What you have to do:
Transcribe the records word for word, starting at the line that contains "Mark each instance of the catkin" and continuing through the end of the records, with both of those lines included.

Pointing dataset excerpts:
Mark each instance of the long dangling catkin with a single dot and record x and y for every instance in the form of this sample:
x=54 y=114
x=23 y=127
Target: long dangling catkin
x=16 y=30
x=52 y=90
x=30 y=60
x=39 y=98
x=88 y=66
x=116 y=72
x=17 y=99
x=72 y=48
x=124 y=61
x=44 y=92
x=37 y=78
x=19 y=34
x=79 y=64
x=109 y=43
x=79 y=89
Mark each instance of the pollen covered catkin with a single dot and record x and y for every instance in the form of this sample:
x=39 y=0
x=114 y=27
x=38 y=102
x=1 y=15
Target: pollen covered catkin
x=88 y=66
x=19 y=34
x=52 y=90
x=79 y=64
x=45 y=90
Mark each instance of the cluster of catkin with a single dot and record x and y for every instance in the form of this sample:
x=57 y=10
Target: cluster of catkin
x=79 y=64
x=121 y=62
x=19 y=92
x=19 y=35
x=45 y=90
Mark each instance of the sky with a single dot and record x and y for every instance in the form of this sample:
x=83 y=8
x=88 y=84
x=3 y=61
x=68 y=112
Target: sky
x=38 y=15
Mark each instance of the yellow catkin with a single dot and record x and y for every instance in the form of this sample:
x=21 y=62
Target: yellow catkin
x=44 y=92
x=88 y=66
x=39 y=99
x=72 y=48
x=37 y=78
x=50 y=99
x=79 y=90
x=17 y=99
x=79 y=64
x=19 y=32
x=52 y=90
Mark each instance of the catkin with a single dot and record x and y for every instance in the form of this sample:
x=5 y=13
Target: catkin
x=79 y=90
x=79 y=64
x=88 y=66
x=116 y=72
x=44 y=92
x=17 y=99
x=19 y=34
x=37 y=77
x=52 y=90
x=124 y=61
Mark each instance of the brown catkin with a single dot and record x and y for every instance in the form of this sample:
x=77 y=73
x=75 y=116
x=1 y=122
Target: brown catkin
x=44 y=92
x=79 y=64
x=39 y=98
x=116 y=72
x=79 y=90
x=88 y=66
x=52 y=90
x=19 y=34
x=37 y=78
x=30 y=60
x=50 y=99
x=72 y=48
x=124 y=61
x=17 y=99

Exercise answer:
Mark each instance of the catkin with a single dot and record x and y for every instance in the form of this sample:
x=5 y=13
Target: catkin
x=79 y=90
x=79 y=64
x=88 y=66
x=116 y=72
x=44 y=92
x=17 y=99
x=19 y=34
x=37 y=77
x=52 y=90
x=124 y=61
Mark each instance of the brown catkin with a single dot and record x and y for every instance in the form of this sample:
x=77 y=73
x=75 y=116
x=1 y=122
Target: brown catkin
x=44 y=92
x=79 y=64
x=39 y=98
x=116 y=72
x=79 y=90
x=88 y=66
x=52 y=90
x=19 y=34
x=37 y=78
x=30 y=60
x=50 y=99
x=72 y=48
x=124 y=61
x=17 y=99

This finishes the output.